=== GIVEN ENTRIES ===

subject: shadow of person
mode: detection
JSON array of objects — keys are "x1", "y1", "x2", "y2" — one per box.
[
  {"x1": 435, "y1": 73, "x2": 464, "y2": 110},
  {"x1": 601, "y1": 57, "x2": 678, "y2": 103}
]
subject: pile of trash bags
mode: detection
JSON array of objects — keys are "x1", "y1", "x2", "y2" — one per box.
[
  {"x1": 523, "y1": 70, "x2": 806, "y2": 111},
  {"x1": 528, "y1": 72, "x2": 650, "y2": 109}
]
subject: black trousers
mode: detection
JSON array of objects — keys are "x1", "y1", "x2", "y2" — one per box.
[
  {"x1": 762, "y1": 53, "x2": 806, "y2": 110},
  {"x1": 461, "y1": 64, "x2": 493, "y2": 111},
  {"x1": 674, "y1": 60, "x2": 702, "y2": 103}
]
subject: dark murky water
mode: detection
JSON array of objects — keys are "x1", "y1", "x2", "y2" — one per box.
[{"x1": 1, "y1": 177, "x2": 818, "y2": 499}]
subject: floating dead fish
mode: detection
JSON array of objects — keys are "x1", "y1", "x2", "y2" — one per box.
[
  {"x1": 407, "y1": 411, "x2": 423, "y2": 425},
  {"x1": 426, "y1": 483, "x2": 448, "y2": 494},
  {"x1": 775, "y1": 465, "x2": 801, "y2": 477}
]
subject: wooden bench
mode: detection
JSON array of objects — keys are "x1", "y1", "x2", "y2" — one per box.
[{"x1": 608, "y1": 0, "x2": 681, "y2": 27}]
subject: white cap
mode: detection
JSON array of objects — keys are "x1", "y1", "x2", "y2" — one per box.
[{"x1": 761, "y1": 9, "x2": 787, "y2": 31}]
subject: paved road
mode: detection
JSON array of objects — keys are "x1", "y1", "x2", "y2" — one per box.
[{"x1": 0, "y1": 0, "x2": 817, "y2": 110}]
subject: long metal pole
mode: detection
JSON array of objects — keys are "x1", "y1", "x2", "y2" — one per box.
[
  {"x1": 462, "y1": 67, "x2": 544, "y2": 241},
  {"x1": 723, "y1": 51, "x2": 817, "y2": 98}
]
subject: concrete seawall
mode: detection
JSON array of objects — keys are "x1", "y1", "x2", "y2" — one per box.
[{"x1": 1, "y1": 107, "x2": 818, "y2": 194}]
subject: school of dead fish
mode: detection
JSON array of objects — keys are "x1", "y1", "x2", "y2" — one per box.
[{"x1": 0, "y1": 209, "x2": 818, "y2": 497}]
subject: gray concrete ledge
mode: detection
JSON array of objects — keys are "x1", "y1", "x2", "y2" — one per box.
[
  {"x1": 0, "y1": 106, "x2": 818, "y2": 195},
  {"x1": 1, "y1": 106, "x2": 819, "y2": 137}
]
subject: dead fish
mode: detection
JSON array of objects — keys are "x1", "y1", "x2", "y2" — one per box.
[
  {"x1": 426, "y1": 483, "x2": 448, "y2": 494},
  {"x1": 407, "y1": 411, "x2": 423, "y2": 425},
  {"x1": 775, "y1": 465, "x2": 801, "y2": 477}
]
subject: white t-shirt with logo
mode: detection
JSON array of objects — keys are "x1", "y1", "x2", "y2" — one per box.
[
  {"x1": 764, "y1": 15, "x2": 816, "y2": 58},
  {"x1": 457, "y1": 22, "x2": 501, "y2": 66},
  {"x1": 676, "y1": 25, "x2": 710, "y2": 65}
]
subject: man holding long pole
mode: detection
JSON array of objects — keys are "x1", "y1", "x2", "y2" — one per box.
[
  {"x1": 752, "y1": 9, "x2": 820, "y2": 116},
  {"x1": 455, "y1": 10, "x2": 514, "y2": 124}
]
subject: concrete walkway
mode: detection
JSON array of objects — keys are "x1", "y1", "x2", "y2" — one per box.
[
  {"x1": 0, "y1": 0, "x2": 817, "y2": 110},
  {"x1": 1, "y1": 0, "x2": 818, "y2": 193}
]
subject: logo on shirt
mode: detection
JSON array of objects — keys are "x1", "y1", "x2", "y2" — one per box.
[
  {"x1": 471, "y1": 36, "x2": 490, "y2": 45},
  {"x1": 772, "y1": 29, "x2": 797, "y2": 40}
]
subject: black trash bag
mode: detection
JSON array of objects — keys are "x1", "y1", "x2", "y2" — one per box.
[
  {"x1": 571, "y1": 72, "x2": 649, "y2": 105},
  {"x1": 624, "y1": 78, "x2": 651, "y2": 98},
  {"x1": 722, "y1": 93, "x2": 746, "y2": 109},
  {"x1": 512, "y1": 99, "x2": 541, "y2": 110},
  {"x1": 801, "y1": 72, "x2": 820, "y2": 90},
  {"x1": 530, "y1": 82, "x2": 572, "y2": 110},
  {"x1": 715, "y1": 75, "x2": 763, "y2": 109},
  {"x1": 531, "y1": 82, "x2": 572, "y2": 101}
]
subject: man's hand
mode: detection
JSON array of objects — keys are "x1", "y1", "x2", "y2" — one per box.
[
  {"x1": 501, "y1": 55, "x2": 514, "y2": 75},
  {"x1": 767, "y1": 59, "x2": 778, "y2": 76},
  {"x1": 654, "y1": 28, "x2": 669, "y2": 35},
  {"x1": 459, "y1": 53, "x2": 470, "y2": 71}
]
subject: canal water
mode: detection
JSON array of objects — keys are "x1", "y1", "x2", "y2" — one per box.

===

● EXERCISE
Return only the number of lines above that include "concrete".

● TASK SOLUTION
3